» BRIEF
Swap "top-left corner" for "upper-left corner" throughout the lines below and write them out again with nothing else changed. Leave the pictures out.

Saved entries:
## start

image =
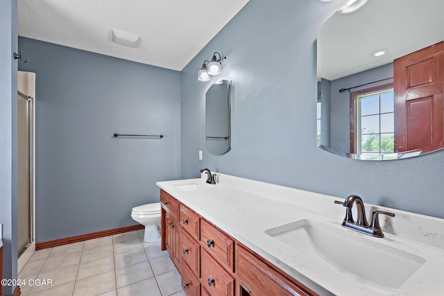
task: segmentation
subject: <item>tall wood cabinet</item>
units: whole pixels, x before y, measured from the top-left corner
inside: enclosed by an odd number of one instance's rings
[[[187,296],[316,295],[163,190],[160,201],[161,248]]]

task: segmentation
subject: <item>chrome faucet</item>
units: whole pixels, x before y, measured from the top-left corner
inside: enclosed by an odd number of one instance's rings
[[[211,171],[208,168],[203,168],[200,170],[200,173],[205,172],[207,173],[207,183],[216,184],[214,180],[214,176],[212,175]]]
[[[358,195],[350,195],[345,198],[343,202],[335,200],[334,203],[343,204],[343,206],[347,208],[345,218],[344,218],[344,220],[342,222],[342,226],[375,237],[384,237],[384,233],[379,226],[378,214],[382,214],[390,216],[391,217],[395,216],[394,214],[388,211],[374,211],[372,214],[371,223],[369,225],[367,221],[367,218],[366,218],[366,208],[364,202]],[[356,204],[358,212],[358,220],[356,223],[355,223],[352,215],[352,208],[355,204]]]

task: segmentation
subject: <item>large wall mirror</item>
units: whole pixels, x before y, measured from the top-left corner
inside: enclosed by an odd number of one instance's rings
[[[207,150],[215,155],[231,148],[231,82],[214,82],[205,94]]]
[[[443,0],[370,0],[327,21],[317,40],[320,148],[368,160],[444,148],[443,12]]]

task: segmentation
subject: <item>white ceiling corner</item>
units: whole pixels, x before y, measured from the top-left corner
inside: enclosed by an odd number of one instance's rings
[[[181,71],[248,1],[18,0],[18,31],[22,37]],[[114,43],[112,29],[140,35],[138,46]]]

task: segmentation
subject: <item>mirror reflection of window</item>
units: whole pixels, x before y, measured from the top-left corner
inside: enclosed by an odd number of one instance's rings
[[[367,157],[393,153],[393,89],[352,96],[352,151]]]

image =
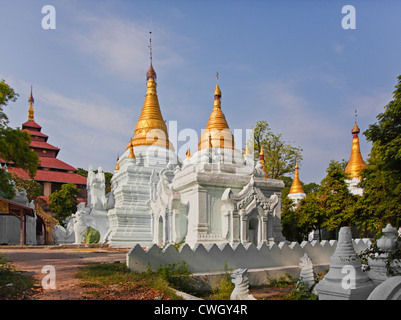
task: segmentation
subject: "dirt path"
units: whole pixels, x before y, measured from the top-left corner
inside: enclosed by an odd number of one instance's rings
[[[0,252],[13,261],[17,270],[32,275],[38,285],[48,273],[42,273],[44,266],[53,266],[56,274],[56,288],[38,290],[34,300],[79,300],[82,291],[79,279],[74,275],[79,266],[91,262],[125,263],[127,250],[99,248],[57,248],[57,247],[0,247]]]

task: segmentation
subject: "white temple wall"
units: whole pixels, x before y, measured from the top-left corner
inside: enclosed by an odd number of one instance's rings
[[[370,245],[368,239],[353,240],[357,253]],[[131,271],[142,272],[147,268],[158,270],[161,266],[185,261],[192,273],[224,272],[228,269],[248,268],[266,269],[276,267],[297,267],[299,259],[305,253],[311,258],[313,264],[329,264],[330,258],[337,246],[337,241],[297,242],[279,244],[263,244],[256,247],[253,244],[236,244],[231,246],[216,244],[204,246],[197,244],[191,248],[188,244],[177,250],[173,245],[164,249],[152,245],[144,250],[135,245],[127,253],[127,266]]]

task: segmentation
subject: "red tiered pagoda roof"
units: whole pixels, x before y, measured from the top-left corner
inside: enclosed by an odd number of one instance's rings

## end

» FULL OUTPUT
image =
task: segmentation
subject: <item>tall wood cabinet</item>
units: whole pixels, x before y, measured from the upper-left corner
inside: enclosed by an odd number of one instance's rings
[[[187,296],[316,295],[163,190],[160,201],[161,248]]]

task: segmentation
subject: <item>chrome faucet</item>
units: whole pixels, x before y, measured from the upper-left corner
inside: enclosed by an odd number of one instance's rings
[[[211,171],[208,168],[203,168],[200,170],[200,173],[205,172],[207,173],[207,183],[216,184],[214,180],[214,176],[212,175]]]
[[[358,195],[350,195],[345,198],[343,202],[335,200],[334,203],[343,204],[343,206],[347,208],[345,218],[344,218],[344,220],[342,222],[342,226],[375,237],[384,237],[384,233],[379,226],[378,214],[382,214],[390,216],[391,217],[395,216],[394,214],[388,211],[374,211],[372,214],[371,223],[369,225],[367,221],[367,218],[366,218],[366,208],[364,202]],[[356,204],[358,212],[358,220],[356,223],[355,223],[352,215],[352,208],[355,204]]]

task: segmentation
subject: <item>large wall mirror</item>
units: whole pixels, x before y, measured from the upper-left corner
inside: enclosed by an odd number of one instance's rings
[[[207,150],[215,155],[231,148],[231,82],[214,82],[205,94]]]
[[[443,0],[370,0],[327,21],[317,40],[320,148],[368,160],[444,148],[443,12]]]

task: segmentation
subject: <item>white ceiling corner</item>
units: whole pixels, x before y, measured from the upper-left corner
inside: enclosed by an odd number of one instance's rings
[[[181,71],[248,1],[18,0],[18,31],[22,37]],[[114,43],[112,29],[140,35],[138,46]]]

task: segmentation
subject: <item>mirror reflection of window</item>
units: whole pixels, x before y, measured from the upper-left corner
inside: enclosed by an odd number of one instance's rings
[[[367,157],[393,153],[393,89],[352,96],[352,151]]]

image =
task: segmentation
subject: "dirt path"
units: whole pixels, x before y, measured from the upper-left corner
inside: enclosed by an odd number of one instance's rings
[[[0,252],[13,261],[17,270],[32,275],[38,285],[48,273],[42,273],[44,266],[53,266],[56,274],[56,288],[38,290],[34,300],[79,300],[82,291],[79,279],[74,275],[79,266],[91,262],[125,263],[127,250],[99,248],[57,248],[57,247],[0,247]]]

task: segmentation
subject: "white temple wall"
units: whole pixels, x before y, measured from the upper-left corner
inside: enclosed by an odd number of one instance's rings
[[[370,245],[368,239],[353,240],[357,253]],[[131,271],[142,272],[147,268],[158,270],[161,266],[185,261],[192,273],[224,272],[228,269],[248,268],[266,269],[276,267],[297,267],[299,259],[305,253],[311,258],[313,264],[329,264],[330,258],[337,246],[337,241],[297,242],[279,244],[263,244],[256,247],[253,244],[236,244],[231,246],[216,244],[204,246],[197,244],[191,248],[188,244],[177,250],[173,245],[164,249],[152,245],[144,250],[135,245],[127,253],[127,266]]]

task: segmentation
subject: "red tiered pagoda roof"
units: whole pixels, x before y, measured from the upper-left corner
inside: enclosed by an odd number of one instance's rings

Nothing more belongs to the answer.